Information -
___
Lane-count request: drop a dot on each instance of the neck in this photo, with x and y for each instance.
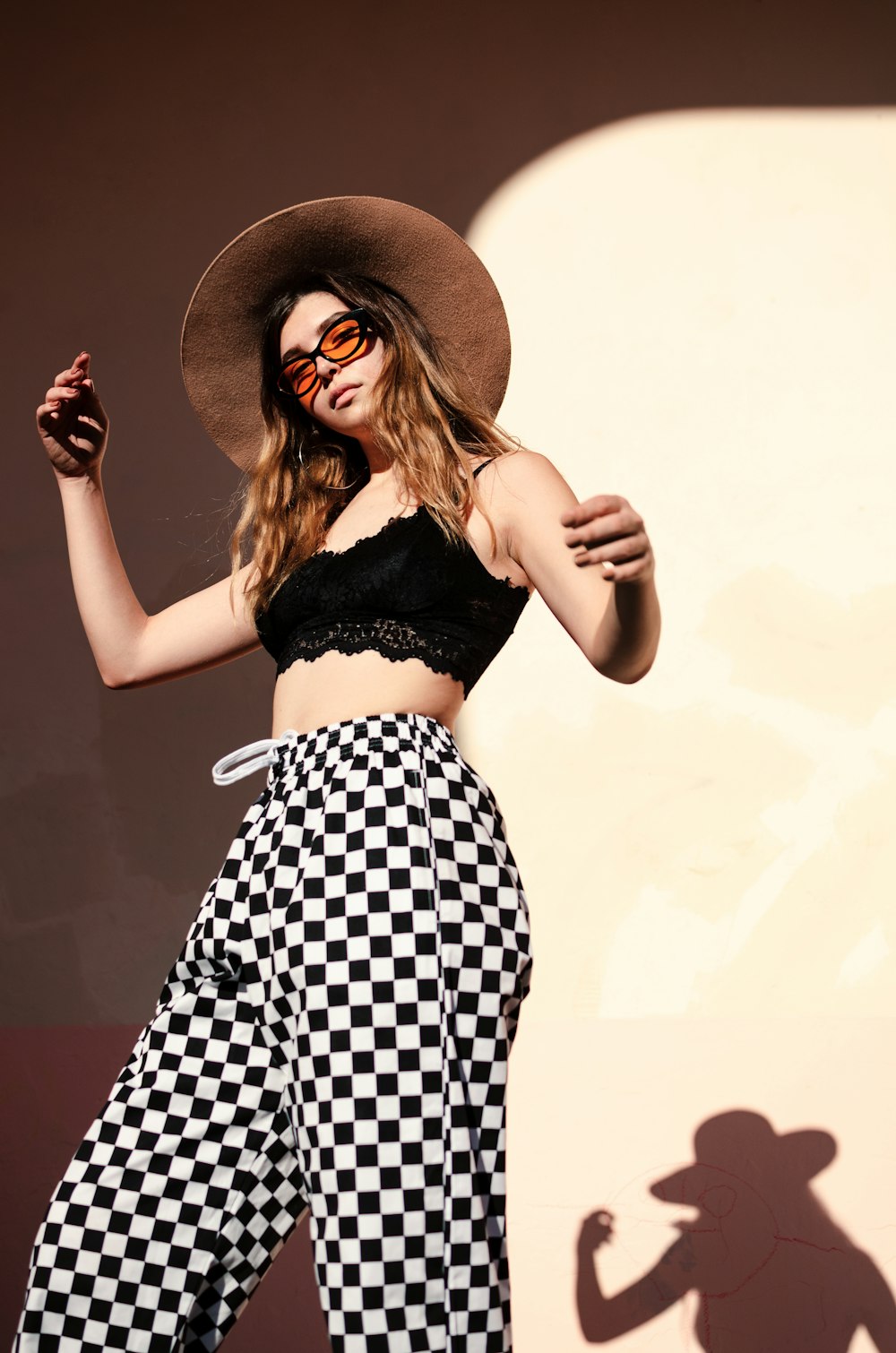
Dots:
(378, 463)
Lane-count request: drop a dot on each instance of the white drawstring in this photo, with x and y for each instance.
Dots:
(248, 759)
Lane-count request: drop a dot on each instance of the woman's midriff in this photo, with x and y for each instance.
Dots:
(339, 686)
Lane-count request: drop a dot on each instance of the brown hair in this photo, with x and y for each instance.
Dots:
(426, 418)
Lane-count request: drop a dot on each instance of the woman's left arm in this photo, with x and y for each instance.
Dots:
(591, 562)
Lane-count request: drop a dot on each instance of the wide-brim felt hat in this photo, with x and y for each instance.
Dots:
(418, 256)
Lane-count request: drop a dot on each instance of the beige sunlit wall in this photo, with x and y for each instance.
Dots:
(702, 313)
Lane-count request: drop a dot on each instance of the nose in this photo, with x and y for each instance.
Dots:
(326, 368)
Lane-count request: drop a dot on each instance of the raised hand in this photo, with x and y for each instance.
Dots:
(72, 422)
(608, 530)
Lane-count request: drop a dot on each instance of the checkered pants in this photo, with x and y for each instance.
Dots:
(332, 1038)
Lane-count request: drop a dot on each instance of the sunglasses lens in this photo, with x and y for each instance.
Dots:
(342, 340)
(298, 378)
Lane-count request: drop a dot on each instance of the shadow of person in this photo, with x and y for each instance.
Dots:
(771, 1271)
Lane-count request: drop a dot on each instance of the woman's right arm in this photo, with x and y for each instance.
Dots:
(130, 647)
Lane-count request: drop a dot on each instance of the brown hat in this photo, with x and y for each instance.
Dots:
(411, 252)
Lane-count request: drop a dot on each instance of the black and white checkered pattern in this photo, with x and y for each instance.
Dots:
(333, 1035)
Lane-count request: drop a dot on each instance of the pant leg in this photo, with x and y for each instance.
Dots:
(395, 960)
(187, 1183)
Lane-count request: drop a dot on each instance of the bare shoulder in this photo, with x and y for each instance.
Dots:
(520, 479)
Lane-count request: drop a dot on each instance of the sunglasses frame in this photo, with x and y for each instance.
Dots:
(363, 326)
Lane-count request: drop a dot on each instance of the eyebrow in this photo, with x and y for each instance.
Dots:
(301, 352)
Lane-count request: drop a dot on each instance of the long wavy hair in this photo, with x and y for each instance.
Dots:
(426, 418)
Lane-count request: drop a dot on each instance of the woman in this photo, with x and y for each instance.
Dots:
(334, 1034)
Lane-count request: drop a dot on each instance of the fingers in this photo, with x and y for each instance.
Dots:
(596, 506)
(604, 528)
(69, 383)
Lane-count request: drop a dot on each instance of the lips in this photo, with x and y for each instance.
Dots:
(339, 392)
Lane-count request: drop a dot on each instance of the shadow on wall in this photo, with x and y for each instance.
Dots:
(771, 1268)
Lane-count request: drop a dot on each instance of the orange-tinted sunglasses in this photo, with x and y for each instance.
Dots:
(339, 341)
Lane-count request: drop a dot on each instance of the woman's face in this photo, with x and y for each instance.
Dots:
(341, 395)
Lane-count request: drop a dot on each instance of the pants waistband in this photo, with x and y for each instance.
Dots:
(305, 748)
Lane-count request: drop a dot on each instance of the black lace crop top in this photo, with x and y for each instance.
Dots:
(405, 593)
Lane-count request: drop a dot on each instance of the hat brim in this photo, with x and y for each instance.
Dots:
(411, 252)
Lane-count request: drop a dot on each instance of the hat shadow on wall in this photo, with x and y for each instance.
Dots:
(771, 1270)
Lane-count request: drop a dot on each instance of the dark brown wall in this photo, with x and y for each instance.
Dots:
(138, 143)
___
Directions for this task - Your task is to reproduce all of the material exactly. The pictures stay out.

Reply to the task -
Lane-count request: drop a dot on each instance of the neck in this photo, with x and y for each instance.
Dots:
(378, 463)
Lane-count request: drop a dot on each instance of the white drawstring in this photo, with x and y for each instance.
Dots:
(248, 759)
Lane-count request: drop a dot on each instance of the woman's midriff in this photo, with x and y for each instance.
Dots:
(339, 686)
Lane-count request: drop a dot on each instance of the brown hair in this photo, with x and y for each instance.
Dots:
(426, 418)
Lane-count request: drop a dot on each instance of the woman's left arm in this photo, with x and y for each instance.
Dots:
(591, 562)
Lane-count request: drop a dot on each instance of the wide-brim felt hat in this photo, with x and y for each instance.
Dots:
(418, 256)
Lane-count request: drop a dot on each instance of the beige sunlit wall in this photo, with x and y for each instance.
Dots:
(702, 313)
Lane-count request: drop a dot on each instance of the nose in this photo, with x and y for each instance.
Dots:
(326, 368)
Lane-count request: drop a dot on each instance of the raised hand in this photo, with x and y for each instance.
Dots:
(72, 422)
(608, 530)
Lane-count request: drop a dot on each instance of the checkered pants in this photo, with x and y for each instance.
Dots:
(332, 1038)
Lane-count request: drop a dot on each instance of the sunglasses lens in this photo, with x and y for each instance.
Dots:
(342, 340)
(298, 378)
Lane-count request: drop a dot on each instance of the shadow of person in this photo, with x and y for each instance.
Dots:
(771, 1271)
Lane-count request: drop a dot on each instance of the woman's right arm in this photo, with x and y for each instance.
Dots:
(130, 647)
Lane-count request: drop a dot on each instance of the brown hat in this photo, with x and y for each instance.
Dots:
(411, 252)
Lane-count request: drop a dot on each instance of the black and white checkered pattern in this photo, with x and y for each instance.
Dots:
(333, 1035)
Lane-count request: drop a dot on each instance of the pant leg in this photo, with x and y for each instance.
Dots:
(395, 960)
(187, 1183)
Lane-count request: drop a dot on each instance of the bare shoulder in this photo, with x and y for each instance.
Dots:
(520, 479)
Lane-count request: drop a dot on each instance of the sunglasses frame in this photo, with x and y for each instance.
Dots:
(363, 326)
Lane-count request: drop a dot on each instance of the eyebrow in this photo, with x and y for each instance.
Dots:
(301, 352)
Lane-count request: drop a dot on each instance of the long wavy hair in this photo, with x and y for each instance.
Dots:
(426, 418)
Lane-count request: drop a dot on each instance of the woman in this photo, with x and y for each instance.
Dots:
(334, 1034)
Lane-count request: drop a dot on each instance of the fingers in this photo, with x and y for each instance.
Dots:
(596, 506)
(604, 528)
(69, 383)
Lane-count request: drop a dot on each instance of the lips in this photo, with x and y for each instance.
Dots:
(339, 392)
Lane-count request: drop a dot on each instance of the shadow on wall in this photo, with x and y for each instance.
Dots:
(771, 1268)
Lane-count request: drop a dot on each instance of the orange-tinted sunglasses in this photo, with x and y for each instance.
Dots:
(339, 341)
Lane-count request: drop a dot on each instance of the woman's face in this photo, with x and y for each instance.
Dots:
(341, 395)
Lane-count request: drop a dot on each instance of the pants waistband in this photo, with x and y for each instance.
Dots:
(305, 748)
Lane-count request: drop a dot on each instance of the black lace crop top in this photo, with x and y for each instance.
Dots:
(405, 593)
Lane-count request: drop a dot on each instance of the hat brim in this photo, with x and y for each instance.
Dots:
(411, 252)
Lane-count request: drop a dot on each instance of the hat shadow on wall in this photo, with x and y for each instance.
Dots:
(771, 1270)
Lane-count request: drop a dot on each instance of the dark brown wall in this photo, with x and y for each instance.
Dots:
(138, 143)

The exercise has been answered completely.